**Problems and tasks**:
a. In the article about Nordhagen's career, what studio did he found after returning to the Bay Area?
b. From the article about Nordhagen's career, reproduce the stretch from "Nordhagen has a" through "Tastes Like Wine.".

**Source extract**:
#####

Nordhagen has a heck of a resume behind him: he's been a QA tester for Sony, worked on the PC port of BioShock 1, and served as a programmer on BioShock 2 and The Bureau: XCOM Declassified before leaving 2K to co-found Fullbright Studios in Portland, where he helped make Gone Home. He then returned to the Bay Area and founded Dim Bulb Games, where his team made Where the Water Tastes Like Wine.
But after Where the Water Tastes Like Wine, Nordhagen's list of big projects hit a bit of a lull. He did some contract work for other indies, and put together some prototypes to pitch to publishers, but didn't get anything accepted. During this time, he saw the following tweet from journalist Nat Clayton:
A virtual museum of fishing mechanics
— nat clayton, space mom (@its_natclayton) June 22, 2020
And Nordhagen replied:
OK this is a brilliant idea, but I want to see it for all common game mechanics. A museum of conversation mechanics. A museum of lockpicking. Hacking. Crafting. This would be incredibly useful for developers https://t.co/fRmsd0Bff4
— Johnnemann 🌹 (@johnnemann) June 22, 2020
At the time, one of Nordhagen's contract projects tasked him with building a conversation system, a process which involved a lot of research into other games' conversation systems to learn what made them good. Clayton's tweet began to stick in his head, and he eventually felt compelled to make an interactive museum as a side project. Of the options in Clayton's tweet, Nordhagen settled on lockpicking because it was "relatively constrained" in terms of the types of games that include it (largely stealth, immersive sims and RPGs) and most systems could be mimicked with a simple, flat user interface that was easy enough to manipulate and make assets for.
Nordhagen's museum was, initially, just for him and any fellow developers who might find it interesting. But as the museum kept growing, multiple people encouraged him to spruce it up and sell it on Steam. Nordhagen eventually hired artists to replace his programmer art, telling me he felt compelled to "make it a real game."

#####

**Entries shown**:
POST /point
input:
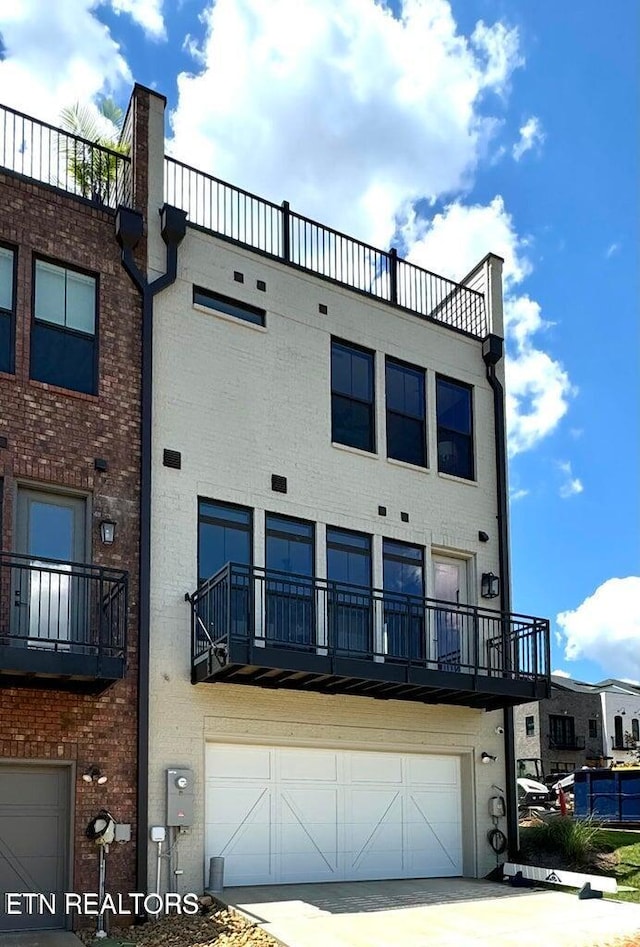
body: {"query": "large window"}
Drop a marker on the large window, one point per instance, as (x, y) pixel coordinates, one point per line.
(455, 428)
(349, 591)
(289, 587)
(403, 580)
(63, 335)
(7, 308)
(352, 396)
(406, 438)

#####

**Solutions**:
a. Dim Bulb Games

b.
Nordhagen has a heck of a resume behind him: he's been a QA tester for Sony, worked on the PC port of BioShock 1, and served as a programmer on BioShock 2 and The Bureau: XCOM Declassified before leaving 2K to co-found Fullbright Studios in Portland, where he helped make Gone Home. He then returned to the Bay Area and founded Dim Bulb Games, where his team made Where the Water Tastes Like Wine.